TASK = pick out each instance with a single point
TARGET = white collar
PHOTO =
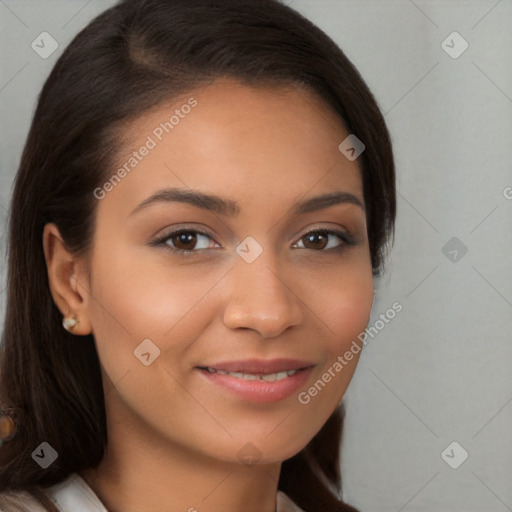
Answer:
(75, 495)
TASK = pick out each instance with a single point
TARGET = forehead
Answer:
(253, 143)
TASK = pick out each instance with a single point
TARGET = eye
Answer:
(184, 241)
(319, 240)
(188, 241)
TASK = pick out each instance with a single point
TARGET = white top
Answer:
(75, 495)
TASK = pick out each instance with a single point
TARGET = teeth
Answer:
(271, 377)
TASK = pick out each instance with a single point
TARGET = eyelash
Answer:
(348, 241)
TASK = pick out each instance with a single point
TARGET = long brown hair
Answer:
(130, 58)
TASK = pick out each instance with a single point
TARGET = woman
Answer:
(206, 194)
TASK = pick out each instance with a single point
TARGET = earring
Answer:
(69, 323)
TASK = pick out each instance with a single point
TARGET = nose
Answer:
(262, 297)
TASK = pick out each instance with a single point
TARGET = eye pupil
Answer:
(186, 238)
(315, 236)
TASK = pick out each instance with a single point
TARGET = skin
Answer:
(174, 438)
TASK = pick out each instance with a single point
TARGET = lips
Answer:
(258, 380)
(258, 366)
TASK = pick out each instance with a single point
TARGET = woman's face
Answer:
(268, 286)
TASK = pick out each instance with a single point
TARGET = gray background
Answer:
(440, 371)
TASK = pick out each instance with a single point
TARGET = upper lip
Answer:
(260, 366)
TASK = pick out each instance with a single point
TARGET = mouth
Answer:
(259, 380)
(267, 377)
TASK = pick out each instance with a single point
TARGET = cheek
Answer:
(343, 300)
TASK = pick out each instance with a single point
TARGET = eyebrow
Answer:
(229, 208)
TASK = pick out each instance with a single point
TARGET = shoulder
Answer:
(19, 501)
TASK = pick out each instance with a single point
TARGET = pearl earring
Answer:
(69, 323)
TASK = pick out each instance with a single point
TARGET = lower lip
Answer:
(259, 390)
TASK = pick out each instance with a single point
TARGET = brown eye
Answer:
(315, 240)
(186, 240)
(320, 240)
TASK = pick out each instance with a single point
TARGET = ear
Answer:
(69, 283)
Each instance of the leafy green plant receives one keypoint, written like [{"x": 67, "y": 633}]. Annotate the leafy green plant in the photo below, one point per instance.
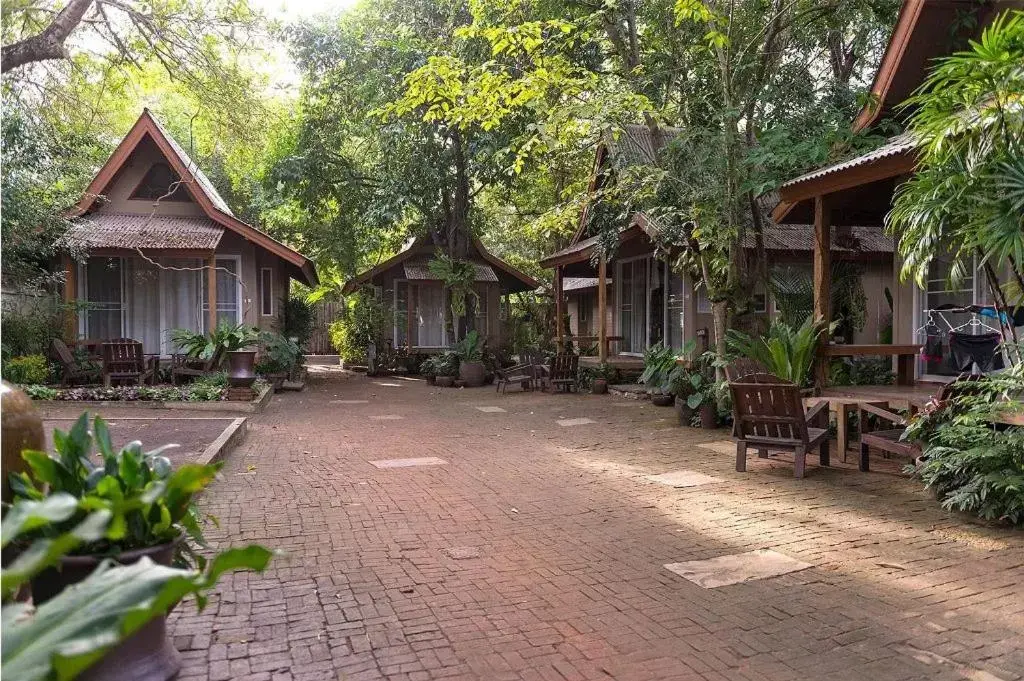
[
  {"x": 27, "y": 369},
  {"x": 471, "y": 347},
  {"x": 162, "y": 508},
  {"x": 785, "y": 352}
]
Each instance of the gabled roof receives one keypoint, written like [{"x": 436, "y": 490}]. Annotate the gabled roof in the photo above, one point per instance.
[
  {"x": 199, "y": 186},
  {"x": 418, "y": 247}
]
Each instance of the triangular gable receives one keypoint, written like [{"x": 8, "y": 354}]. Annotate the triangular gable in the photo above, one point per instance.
[{"x": 198, "y": 184}]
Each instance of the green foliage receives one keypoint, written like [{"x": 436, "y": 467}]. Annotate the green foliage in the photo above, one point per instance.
[
  {"x": 365, "y": 320},
  {"x": 152, "y": 501},
  {"x": 967, "y": 194},
  {"x": 226, "y": 337},
  {"x": 27, "y": 369},
  {"x": 971, "y": 465},
  {"x": 785, "y": 352}
]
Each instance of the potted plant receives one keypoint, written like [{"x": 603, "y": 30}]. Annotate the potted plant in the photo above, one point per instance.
[
  {"x": 470, "y": 351},
  {"x": 446, "y": 368},
  {"x": 153, "y": 518}
]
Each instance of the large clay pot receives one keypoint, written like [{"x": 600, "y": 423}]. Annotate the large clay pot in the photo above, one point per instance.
[
  {"x": 147, "y": 654},
  {"x": 23, "y": 429},
  {"x": 240, "y": 368},
  {"x": 472, "y": 373}
]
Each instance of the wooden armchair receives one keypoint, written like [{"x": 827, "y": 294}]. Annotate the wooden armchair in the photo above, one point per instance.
[
  {"x": 184, "y": 366},
  {"x": 71, "y": 369},
  {"x": 124, "y": 360},
  {"x": 770, "y": 416}
]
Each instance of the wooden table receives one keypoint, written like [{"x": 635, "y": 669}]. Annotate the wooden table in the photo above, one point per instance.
[{"x": 904, "y": 356}]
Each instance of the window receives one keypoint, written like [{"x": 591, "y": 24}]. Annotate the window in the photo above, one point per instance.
[
  {"x": 266, "y": 292},
  {"x": 158, "y": 182}
]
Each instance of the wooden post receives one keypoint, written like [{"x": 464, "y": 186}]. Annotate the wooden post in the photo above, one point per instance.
[
  {"x": 602, "y": 318},
  {"x": 822, "y": 282},
  {"x": 71, "y": 298},
  {"x": 211, "y": 293},
  {"x": 559, "y": 304}
]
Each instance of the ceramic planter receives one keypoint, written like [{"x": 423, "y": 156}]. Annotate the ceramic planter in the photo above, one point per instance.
[
  {"x": 472, "y": 373},
  {"x": 145, "y": 655},
  {"x": 240, "y": 368}
]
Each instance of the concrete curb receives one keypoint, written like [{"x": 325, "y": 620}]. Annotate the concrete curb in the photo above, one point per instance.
[{"x": 229, "y": 438}]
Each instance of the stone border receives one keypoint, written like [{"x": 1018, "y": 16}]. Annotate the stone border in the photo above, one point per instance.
[
  {"x": 254, "y": 407},
  {"x": 229, "y": 438}
]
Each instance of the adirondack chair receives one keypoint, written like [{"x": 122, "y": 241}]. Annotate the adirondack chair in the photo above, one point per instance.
[
  {"x": 184, "y": 366},
  {"x": 72, "y": 369},
  {"x": 124, "y": 360},
  {"x": 562, "y": 371},
  {"x": 770, "y": 416},
  {"x": 888, "y": 437}
]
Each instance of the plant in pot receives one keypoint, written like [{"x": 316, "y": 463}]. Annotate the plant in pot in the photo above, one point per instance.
[
  {"x": 470, "y": 350},
  {"x": 152, "y": 518},
  {"x": 446, "y": 369}
]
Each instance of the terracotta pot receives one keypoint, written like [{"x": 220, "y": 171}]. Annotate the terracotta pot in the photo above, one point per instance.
[
  {"x": 662, "y": 399},
  {"x": 683, "y": 412},
  {"x": 709, "y": 417},
  {"x": 22, "y": 429},
  {"x": 240, "y": 368},
  {"x": 472, "y": 373},
  {"x": 147, "y": 654}
]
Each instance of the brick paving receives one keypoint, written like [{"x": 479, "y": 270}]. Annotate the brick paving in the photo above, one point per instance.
[{"x": 539, "y": 552}]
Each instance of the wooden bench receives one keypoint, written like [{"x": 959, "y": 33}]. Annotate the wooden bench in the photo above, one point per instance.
[{"x": 770, "y": 416}]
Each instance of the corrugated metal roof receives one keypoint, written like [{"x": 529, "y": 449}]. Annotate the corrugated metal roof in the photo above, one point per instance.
[
  {"x": 420, "y": 270},
  {"x": 201, "y": 179},
  {"x": 895, "y": 145},
  {"x": 132, "y": 231}
]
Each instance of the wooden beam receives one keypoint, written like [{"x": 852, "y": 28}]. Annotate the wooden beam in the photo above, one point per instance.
[
  {"x": 71, "y": 298},
  {"x": 602, "y": 318},
  {"x": 822, "y": 281},
  {"x": 211, "y": 292},
  {"x": 559, "y": 305}
]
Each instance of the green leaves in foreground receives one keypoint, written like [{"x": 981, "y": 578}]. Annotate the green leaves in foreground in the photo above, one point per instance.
[{"x": 77, "y": 628}]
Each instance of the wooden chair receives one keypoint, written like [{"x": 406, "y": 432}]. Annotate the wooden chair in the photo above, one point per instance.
[
  {"x": 72, "y": 369},
  {"x": 890, "y": 437},
  {"x": 184, "y": 366},
  {"x": 770, "y": 416},
  {"x": 124, "y": 360},
  {"x": 562, "y": 372}
]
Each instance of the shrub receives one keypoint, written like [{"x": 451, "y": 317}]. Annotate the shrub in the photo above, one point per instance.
[{"x": 27, "y": 370}]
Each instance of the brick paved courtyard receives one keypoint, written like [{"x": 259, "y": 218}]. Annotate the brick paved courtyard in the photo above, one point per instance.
[{"x": 537, "y": 550}]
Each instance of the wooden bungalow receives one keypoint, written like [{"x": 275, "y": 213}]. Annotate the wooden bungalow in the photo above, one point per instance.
[
  {"x": 645, "y": 303},
  {"x": 153, "y": 247},
  {"x": 860, "y": 190},
  {"x": 418, "y": 300}
]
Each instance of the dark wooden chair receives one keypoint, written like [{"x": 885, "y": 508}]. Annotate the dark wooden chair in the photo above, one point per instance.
[
  {"x": 72, "y": 369},
  {"x": 562, "y": 372},
  {"x": 769, "y": 415},
  {"x": 183, "y": 366},
  {"x": 124, "y": 360},
  {"x": 890, "y": 426}
]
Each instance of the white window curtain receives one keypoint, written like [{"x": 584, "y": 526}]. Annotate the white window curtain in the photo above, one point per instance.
[{"x": 141, "y": 303}]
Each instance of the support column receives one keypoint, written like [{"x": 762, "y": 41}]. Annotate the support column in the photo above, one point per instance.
[
  {"x": 559, "y": 309},
  {"x": 602, "y": 302},
  {"x": 71, "y": 298},
  {"x": 822, "y": 282},
  {"x": 211, "y": 293}
]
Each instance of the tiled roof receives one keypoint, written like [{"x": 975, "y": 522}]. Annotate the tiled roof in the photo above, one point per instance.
[
  {"x": 801, "y": 238},
  {"x": 895, "y": 145},
  {"x": 132, "y": 231},
  {"x": 420, "y": 270},
  {"x": 634, "y": 144},
  {"x": 204, "y": 182}
]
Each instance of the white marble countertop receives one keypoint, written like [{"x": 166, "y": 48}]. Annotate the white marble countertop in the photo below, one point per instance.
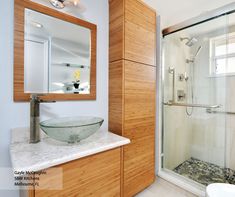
[{"x": 48, "y": 152}]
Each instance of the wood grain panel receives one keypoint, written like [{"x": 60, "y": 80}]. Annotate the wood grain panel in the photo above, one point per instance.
[
  {"x": 139, "y": 126},
  {"x": 116, "y": 96},
  {"x": 139, "y": 44},
  {"x": 97, "y": 175},
  {"x": 19, "y": 9},
  {"x": 132, "y": 89},
  {"x": 116, "y": 30},
  {"x": 140, "y": 33},
  {"x": 139, "y": 13}
]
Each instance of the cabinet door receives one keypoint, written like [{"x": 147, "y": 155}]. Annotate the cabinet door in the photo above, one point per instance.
[
  {"x": 140, "y": 32},
  {"x": 97, "y": 175},
  {"x": 139, "y": 126}
]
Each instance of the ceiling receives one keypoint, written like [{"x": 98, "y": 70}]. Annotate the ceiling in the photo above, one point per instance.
[{"x": 173, "y": 12}]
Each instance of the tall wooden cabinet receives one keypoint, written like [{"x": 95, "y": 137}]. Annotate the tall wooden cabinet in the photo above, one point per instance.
[{"x": 132, "y": 89}]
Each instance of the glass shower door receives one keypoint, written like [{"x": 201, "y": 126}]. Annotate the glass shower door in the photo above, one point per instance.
[{"x": 194, "y": 99}]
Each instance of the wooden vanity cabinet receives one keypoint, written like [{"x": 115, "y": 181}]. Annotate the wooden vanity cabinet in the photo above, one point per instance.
[
  {"x": 132, "y": 89},
  {"x": 96, "y": 175}
]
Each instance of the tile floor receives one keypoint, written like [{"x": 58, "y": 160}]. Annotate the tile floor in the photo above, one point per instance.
[
  {"x": 205, "y": 173},
  {"x": 162, "y": 188}
]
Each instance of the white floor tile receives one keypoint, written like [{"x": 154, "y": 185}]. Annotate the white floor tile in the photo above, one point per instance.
[{"x": 163, "y": 188}]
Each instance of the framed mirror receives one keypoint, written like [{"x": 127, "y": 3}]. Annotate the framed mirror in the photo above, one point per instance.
[{"x": 54, "y": 54}]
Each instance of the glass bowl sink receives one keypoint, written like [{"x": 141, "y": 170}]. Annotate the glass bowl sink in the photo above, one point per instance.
[{"x": 71, "y": 129}]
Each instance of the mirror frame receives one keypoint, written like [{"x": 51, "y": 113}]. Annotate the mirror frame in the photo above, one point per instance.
[{"x": 19, "y": 19}]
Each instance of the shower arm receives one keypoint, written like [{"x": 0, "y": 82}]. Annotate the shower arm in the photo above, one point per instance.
[{"x": 169, "y": 103}]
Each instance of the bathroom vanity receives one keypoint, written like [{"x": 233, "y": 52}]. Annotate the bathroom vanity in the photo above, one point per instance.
[{"x": 89, "y": 168}]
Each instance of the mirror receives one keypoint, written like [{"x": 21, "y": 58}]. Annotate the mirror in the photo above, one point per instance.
[{"x": 59, "y": 56}]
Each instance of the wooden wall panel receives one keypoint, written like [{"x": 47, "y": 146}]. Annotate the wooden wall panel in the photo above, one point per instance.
◆ ◆ ◆ ◆ ◆
Wherever the string "brown" appears in the entries above, return the line it appears on.

Solution to this exercise:
TARGET = long brown hair
TARGET = brown eye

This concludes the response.